• _Text passage_:
↓↓↓

| HN Mirror

Y	Hacker News new \| ask \| show \| jobs

by oooyay 992 days ago

First, congrats on the launch!

Why did you end up going with a SaaS model? 30 Euros or $31.50 USD is pretty expensive for something like a status site. You'd have a lot less to manage day to day and be able to focus more on innovating the product if you just sold the software, imo.

Why the focus on synthetic monitoring? As a SRE, I actively eschew synthetic monitoring. It's highly error prone and doesn't actually indicate regional availability. I'd like a status site that I could push a certain internally derived SLA for a given service to and the status site reflects the average over time of that windowed SLA.

SLA's are intended to incur customer refunds when they're violated if they're meaningful. If your synthetic monitoring shows an SLA of 4 nines but it was actually closer to 4.8 or 4.9 then you could be on the hook for causing your customers a good bit of legal pain. Just something to think about in this space.

Other status sites don't build external SLAs off of internal metrics because the process of deriving internal metrics that align with external outcomes is sufficiently difficult. Instead, they calculate an SLA based off of posted statuses over a period of time eg: Degraded, Down, Up. Supporting both modes could be a boon to potential customers.

Overall looks like a great start; good luck on your venture!

4 comments

lucgagan 992 days ago

> Why the focus on synthetic monitoring? As a SRE, I actively eschew synthetic monitoring. It's highly error prone and doesn't actually indicate regional availability. I'd like a status site that I could push a certain internally derived SLA for a given service to and the status site reflects the average over time of that windowed SLA.

↑↑↑

• _Information given_:

↓↓↓

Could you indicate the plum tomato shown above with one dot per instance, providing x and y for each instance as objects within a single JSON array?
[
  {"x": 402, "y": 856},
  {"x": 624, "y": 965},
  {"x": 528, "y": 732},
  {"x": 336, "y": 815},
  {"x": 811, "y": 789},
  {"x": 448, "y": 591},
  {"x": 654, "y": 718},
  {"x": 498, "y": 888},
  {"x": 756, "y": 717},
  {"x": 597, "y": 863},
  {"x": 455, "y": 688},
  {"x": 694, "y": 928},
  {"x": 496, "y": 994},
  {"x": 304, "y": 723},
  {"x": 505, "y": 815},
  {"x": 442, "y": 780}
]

↑↑↑

• _What to do_:
1 > According to the forum thread, why do other status sites avoid building external SLAs from internal metrics? Answer in one to three sentences.
2 > Return each line of the records that contains the string "providing".

• _Expected responses_:
1 > They avoid it because deriving internal metrics that align with external outcomes is sufficiently difficult. Instead, they calculate an SLA from statuses posted over a period of time, such as Degraded, Down and Up.

2 >
Could you indicate the plum tomato shown above with one dot per instance, providing x and y for each instance as objects within a single JSON array?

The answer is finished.